EXERCISE INSTRUCTIONS: Copy out, word for word, the stretch of the rows below from the line containing "498, row 29." through the line containing "column 225, row 24", including both of those lines.

DATA ENTRIES:
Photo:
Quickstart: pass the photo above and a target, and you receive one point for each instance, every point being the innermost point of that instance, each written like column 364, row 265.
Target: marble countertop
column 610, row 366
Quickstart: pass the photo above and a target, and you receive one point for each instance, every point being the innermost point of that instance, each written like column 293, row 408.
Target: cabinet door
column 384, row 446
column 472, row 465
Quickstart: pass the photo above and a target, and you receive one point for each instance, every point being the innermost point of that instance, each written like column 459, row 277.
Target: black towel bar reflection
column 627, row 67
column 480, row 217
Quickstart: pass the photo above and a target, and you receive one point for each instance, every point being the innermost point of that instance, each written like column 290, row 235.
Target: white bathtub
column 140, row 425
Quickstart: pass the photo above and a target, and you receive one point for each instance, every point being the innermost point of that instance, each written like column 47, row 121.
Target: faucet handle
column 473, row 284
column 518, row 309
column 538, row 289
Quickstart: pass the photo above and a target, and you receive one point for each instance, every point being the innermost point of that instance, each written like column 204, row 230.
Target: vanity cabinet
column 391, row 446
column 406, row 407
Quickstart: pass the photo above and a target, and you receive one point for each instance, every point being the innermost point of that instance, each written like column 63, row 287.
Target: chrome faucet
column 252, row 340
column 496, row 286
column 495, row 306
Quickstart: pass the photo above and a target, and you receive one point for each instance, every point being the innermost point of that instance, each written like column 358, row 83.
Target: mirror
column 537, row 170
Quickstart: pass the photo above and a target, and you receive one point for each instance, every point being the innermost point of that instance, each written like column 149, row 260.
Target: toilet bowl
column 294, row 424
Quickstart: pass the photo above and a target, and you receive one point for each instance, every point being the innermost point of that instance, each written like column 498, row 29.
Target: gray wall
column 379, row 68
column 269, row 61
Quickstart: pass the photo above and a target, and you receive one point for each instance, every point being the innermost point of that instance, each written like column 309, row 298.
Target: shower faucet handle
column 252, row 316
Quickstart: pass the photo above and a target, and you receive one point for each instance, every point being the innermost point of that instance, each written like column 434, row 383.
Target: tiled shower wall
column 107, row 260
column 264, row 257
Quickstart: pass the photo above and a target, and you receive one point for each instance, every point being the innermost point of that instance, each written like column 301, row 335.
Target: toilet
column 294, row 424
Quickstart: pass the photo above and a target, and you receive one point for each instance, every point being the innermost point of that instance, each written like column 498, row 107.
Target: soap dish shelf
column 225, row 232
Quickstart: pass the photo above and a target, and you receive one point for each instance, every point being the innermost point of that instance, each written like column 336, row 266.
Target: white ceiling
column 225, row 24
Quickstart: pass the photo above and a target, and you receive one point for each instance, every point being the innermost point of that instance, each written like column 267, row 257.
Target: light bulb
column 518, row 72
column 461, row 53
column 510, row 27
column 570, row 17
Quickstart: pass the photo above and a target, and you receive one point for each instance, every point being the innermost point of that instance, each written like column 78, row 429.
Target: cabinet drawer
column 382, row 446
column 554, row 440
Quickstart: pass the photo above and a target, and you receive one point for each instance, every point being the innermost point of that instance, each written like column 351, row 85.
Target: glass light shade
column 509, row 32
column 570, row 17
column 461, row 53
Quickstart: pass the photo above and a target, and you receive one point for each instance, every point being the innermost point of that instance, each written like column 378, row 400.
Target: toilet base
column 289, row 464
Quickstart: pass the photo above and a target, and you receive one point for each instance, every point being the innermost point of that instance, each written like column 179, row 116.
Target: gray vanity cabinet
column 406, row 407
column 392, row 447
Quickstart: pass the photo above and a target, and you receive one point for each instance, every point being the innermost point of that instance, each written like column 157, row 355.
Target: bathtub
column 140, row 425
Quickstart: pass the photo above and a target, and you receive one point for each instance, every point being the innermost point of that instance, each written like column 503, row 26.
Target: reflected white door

ANSWER TO THE TASK:
Quickstart: pass the photo above and a target, and you receive one point for each instance, every point being the innermost point of that instance, each written like column 498, row 29.
Target: gray wall
column 379, row 68
column 269, row 61
Quickstart: pass the photo above and a target, and you receive one point for each instance, every point being the innermost point of that instance, each written like column 309, row 298.
Target: shower faucet handle
column 252, row 316
Quickstart: pass the photo above and a target, and you receive one point for each instance, every point being the innermost point of that instance, each written like column 434, row 383.
Target: tiled shower wall
column 107, row 260
column 264, row 257
Quickstart: pass the photo above and a target, and you receive one point for each instance, every point being the innermost point of that instance, each written like column 301, row 335.
Target: toilet
column 294, row 424
Quickstart: pass the photo above and a target, and you receive one point for each instance, every point being the innermost point of that instance, each written like column 498, row 107.
Target: soap dish shelf
column 225, row 232
Quickstart: pass the photo above and a target, and you receive one point for each instance, every point being the innermost point of that instance, each written like column 336, row 266.
Target: white ceiling
column 225, row 24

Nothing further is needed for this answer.